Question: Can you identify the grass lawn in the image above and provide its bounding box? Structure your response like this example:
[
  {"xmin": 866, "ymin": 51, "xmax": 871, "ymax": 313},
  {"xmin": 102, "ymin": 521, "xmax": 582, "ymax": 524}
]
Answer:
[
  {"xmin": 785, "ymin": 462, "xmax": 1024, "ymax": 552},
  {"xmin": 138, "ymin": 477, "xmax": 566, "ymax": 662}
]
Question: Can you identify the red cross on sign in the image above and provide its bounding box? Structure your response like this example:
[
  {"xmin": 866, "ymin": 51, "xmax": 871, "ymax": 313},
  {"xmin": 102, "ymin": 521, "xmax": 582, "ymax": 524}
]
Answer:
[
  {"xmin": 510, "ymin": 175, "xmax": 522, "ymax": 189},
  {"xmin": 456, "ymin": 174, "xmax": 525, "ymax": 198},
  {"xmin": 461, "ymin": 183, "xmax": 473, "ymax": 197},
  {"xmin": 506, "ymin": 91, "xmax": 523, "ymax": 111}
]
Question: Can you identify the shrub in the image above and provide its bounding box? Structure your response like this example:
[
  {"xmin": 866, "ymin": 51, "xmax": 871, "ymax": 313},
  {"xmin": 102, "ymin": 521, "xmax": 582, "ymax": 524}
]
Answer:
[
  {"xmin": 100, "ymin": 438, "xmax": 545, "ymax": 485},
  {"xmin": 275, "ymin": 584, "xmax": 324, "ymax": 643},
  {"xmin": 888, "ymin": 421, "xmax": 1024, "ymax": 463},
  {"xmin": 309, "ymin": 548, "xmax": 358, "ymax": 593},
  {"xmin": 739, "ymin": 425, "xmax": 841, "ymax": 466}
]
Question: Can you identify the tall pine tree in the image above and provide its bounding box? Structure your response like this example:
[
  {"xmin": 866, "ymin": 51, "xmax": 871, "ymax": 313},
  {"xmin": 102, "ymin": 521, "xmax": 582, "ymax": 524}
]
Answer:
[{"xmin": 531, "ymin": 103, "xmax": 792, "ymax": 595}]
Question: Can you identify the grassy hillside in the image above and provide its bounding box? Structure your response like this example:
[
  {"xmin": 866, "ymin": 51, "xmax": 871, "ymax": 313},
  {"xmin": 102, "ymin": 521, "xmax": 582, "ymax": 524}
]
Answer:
━━━━━━━━
What is expected:
The required output is all of the material, word for word.

Exercise answer:
Question: Can you identify the grass lawn in the image above and provide its bounding box? Structure your response like this example:
[
  {"xmin": 866, "ymin": 51, "xmax": 871, "ymax": 313},
  {"xmin": 102, "ymin": 521, "xmax": 582, "ymax": 524}
]
Answer:
[
  {"xmin": 785, "ymin": 462, "xmax": 1024, "ymax": 552},
  {"xmin": 138, "ymin": 477, "xmax": 566, "ymax": 662}
]
Question: Can you identify the red cross on sign in the image above and provide its bounding box? Structure your response like this example:
[
  {"xmin": 866, "ymin": 51, "xmax": 871, "ymax": 313},
  {"xmin": 102, "ymin": 521, "xmax": 582, "ymax": 524}
]
Answer:
[
  {"xmin": 510, "ymin": 175, "xmax": 522, "ymax": 189},
  {"xmin": 456, "ymin": 174, "xmax": 525, "ymax": 198},
  {"xmin": 461, "ymin": 183, "xmax": 473, "ymax": 197},
  {"xmin": 506, "ymin": 91, "xmax": 523, "ymax": 111}
]
Question: Can you identify the shrub in the image above and provide its bounding box? Structure your response like this example:
[
  {"xmin": 866, "ymin": 51, "xmax": 871, "ymax": 313},
  {"xmin": 102, "ymin": 521, "xmax": 582, "ymax": 524}
]
Answer:
[
  {"xmin": 100, "ymin": 438, "xmax": 545, "ymax": 485},
  {"xmin": 275, "ymin": 584, "xmax": 324, "ymax": 643},
  {"xmin": 888, "ymin": 421, "xmax": 1024, "ymax": 463},
  {"xmin": 309, "ymin": 548, "xmax": 358, "ymax": 593},
  {"xmin": 739, "ymin": 425, "xmax": 841, "ymax": 466}
]
Question: Can you identify the tall pine tree in the image above and provide its bounding box? Structure your response like this example:
[
  {"xmin": 866, "ymin": 51, "xmax": 871, "ymax": 313},
  {"xmin": 102, "ymin": 521, "xmax": 582, "ymax": 524}
]
Answer:
[{"xmin": 531, "ymin": 103, "xmax": 792, "ymax": 595}]
Question: Can you identify the grassy hillside in the image above and provide its bounding box? Structure your response like this example:
[
  {"xmin": 866, "ymin": 51, "xmax": 871, "ymax": 313},
  {"xmin": 102, "ymin": 521, "xmax": 582, "ymax": 524}
]
Answer:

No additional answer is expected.